Top of PASSAGE

Since scientists believe southern flounder spawn during the winter in December and January, environmental conditions in the brood tanks were manipulated to simulate winter conditions for four and a half months from December through mid-April, 1998. During this period, a group of 24 flounder, weighing from 1-4 pounds and measuring from 14-20 inches long, produced an average of 50,000 fertile eggs per day, enough to satisfy the demands of an aquafarm business.
According to Dr. Watanabe, previous research has achieved natural spawning in a small laboratory scale, but never before in sufficient quantities for a commercial operation.
"While this is a major step," Dr. Watanabe said, "we're still a long way from being able to produce in all seasons of the year the quality of fingerlings that would be needed for a commercial industry."
With this milestone accomplished, Dr. Watanabe and Dr. Daniels are modifying the nutrition of broodstock and such environmental parameters as temperature and light to improve fertilization and survival of southern flounder eggs to the first-feeding larval stage.
An aquaculture venture that has already demonstrated success revolves around the southern flounder's cousin, the summer flounder, another subject of Dr. Watanabe's research. Summer flounder have a distinct pattern of five spots on the lower halves of their flat bodies, whereas southern flounder are more mottled in appearance. Both adult species lie on their side instead of their abdomen, and always look up. They are capable of changing color patterns to match the bottom color, ranging from blackish-brown to light gray. The down side of their body is white.
Dr. Watanabe pointed out that while there is at least one summer flounder hatchery, Great Bay Aquafarms in New Hampshire, the industry is constrained by a lack of published information on the growout stage from fingerling to marketable size, about two pounds.
More research is necessary to understand how to maintain broodstock in a healthy state, alleviate stress and avoid disease. How does a scientist know a fish is under stress?
"Experience helps," Dr. Watanabe said. "You observe appearance, growth rates and feeding habits. Gardeners who have success with plants are said to have green thumbs. In aquaculture, certain 'blue thumb' aspects are involved."
"One person can't do everything by himself in a field as broad as aquaculture. It requires a multidisciplinary approach," Dr. Watanabe said. "I place a high priority on doing collaborative research with scientists who've mastered different areas of expertise."
Dr. Watanabe is collaborating with Dr. Thomas Losordo, a NCSU engineer, and Dr. Christopher Dumas, an UNCW economist, on a growout study that could give the summer flounder industry the information it needs to be a financial success. This aspect of the project is funded by a grant from the W.R. Kenan Jr. Fund in Chapel Hill.
"Investors are reluctant to back commercial projects without sufficient data," Dr. Watanabe said. "We want to generate nonbiased scientific data. That's why we're here!"
UNCW's Chancellor James R. Leutze believes Dr. Watanabe's research has the potential to change the whole face of aquaculture in the Southeast.
"The flounder is a fish that's in trouble," Dr. Leutze said. "I'm remarkably impressed by the creative aspects of Dr. Watanabe's work and its practical benefits to the field of marine science. This research could have a wider impact than any other study in aquaculture."
"With world population increasing and ocean finfish decreasing," Dr. Watanabe said, "fish farming is our only recourse to provide desirable species such as the summer and southern flounder in sufficient quantities to meet the needs of consumers."

Bottom of PASSAGE
Top of EXTRACTED DATA

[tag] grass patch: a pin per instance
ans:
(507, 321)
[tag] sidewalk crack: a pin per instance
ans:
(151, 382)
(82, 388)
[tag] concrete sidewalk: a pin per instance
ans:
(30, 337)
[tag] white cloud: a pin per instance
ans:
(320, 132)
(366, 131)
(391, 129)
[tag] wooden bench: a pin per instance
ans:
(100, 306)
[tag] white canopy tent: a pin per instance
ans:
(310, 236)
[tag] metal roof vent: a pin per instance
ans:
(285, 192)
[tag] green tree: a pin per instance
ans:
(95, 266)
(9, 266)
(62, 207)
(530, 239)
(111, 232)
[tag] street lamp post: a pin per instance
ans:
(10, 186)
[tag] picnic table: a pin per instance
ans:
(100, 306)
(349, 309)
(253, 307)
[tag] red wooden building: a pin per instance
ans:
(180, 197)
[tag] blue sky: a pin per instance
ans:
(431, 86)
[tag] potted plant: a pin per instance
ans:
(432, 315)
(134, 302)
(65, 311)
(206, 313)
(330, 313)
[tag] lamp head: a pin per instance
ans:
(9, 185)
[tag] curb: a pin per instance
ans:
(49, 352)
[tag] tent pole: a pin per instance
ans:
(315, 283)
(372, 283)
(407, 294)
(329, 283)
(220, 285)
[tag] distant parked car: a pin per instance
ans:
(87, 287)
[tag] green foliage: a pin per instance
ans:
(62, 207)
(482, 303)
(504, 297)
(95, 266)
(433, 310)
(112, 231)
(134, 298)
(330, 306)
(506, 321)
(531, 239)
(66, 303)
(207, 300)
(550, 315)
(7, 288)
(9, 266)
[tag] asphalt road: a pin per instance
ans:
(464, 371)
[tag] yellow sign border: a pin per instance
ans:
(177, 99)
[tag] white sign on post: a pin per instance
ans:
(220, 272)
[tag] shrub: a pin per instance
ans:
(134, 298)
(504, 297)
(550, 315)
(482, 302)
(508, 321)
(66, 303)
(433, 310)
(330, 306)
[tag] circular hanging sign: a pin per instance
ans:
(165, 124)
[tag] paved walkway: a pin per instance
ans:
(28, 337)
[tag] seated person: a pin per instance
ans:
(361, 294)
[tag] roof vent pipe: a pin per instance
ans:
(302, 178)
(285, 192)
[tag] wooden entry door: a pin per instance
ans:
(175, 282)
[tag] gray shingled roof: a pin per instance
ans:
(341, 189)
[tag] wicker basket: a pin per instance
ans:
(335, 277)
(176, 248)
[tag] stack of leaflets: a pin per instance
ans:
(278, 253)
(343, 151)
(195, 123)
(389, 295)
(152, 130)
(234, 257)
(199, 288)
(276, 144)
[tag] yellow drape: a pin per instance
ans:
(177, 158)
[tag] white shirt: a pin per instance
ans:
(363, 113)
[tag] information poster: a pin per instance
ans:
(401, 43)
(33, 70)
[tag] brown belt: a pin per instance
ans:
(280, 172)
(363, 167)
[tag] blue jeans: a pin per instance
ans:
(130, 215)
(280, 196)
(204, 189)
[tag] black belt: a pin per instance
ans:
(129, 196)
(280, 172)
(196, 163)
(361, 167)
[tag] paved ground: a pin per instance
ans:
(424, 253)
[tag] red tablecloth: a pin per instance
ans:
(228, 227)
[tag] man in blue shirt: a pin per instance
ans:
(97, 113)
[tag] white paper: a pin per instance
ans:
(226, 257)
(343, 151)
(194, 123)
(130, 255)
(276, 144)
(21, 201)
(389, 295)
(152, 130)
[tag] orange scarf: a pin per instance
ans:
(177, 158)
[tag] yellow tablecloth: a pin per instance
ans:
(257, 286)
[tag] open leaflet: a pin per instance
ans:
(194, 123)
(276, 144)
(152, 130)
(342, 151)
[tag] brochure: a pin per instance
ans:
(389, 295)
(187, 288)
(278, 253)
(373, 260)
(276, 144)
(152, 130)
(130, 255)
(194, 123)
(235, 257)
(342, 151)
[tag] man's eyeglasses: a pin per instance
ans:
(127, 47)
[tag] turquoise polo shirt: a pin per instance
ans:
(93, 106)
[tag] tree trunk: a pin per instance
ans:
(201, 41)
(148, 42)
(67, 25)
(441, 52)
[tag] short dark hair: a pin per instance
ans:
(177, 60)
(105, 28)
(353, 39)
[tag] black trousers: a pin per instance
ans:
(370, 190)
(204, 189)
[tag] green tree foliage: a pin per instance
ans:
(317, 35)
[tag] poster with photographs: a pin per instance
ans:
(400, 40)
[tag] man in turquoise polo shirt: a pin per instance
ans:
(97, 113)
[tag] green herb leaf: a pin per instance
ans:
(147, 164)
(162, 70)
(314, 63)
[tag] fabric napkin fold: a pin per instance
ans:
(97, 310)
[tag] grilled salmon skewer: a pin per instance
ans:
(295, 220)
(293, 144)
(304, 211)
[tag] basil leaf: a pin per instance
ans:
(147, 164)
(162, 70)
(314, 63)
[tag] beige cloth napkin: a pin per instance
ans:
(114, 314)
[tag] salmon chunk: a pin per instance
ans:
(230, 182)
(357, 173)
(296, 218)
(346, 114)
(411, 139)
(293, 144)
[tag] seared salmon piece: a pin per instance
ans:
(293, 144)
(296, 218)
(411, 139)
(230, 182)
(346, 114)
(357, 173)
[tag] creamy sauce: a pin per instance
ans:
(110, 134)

Bottom of EXTRACTED DATA

WORK TASK 1 =>
In the flounder passage, how many fertile eggs per day did the group of 24 flounder produce on average?
WORK TASK 2 =>
Quote the flounder passage word for word, starting at "More research is" and ending at "is under stress?".
This data has no connection to the flounder passage.

EXPECTED OUTPUT 1 =>
An average of 50,000 fertile eggs per day.

EXPECTED OUTPUT 2 =>
More research is necessary to understand how to maintain broodstock in a healthy state, alleviate stress and avoid disease. How does a scientist know a fish is under stress?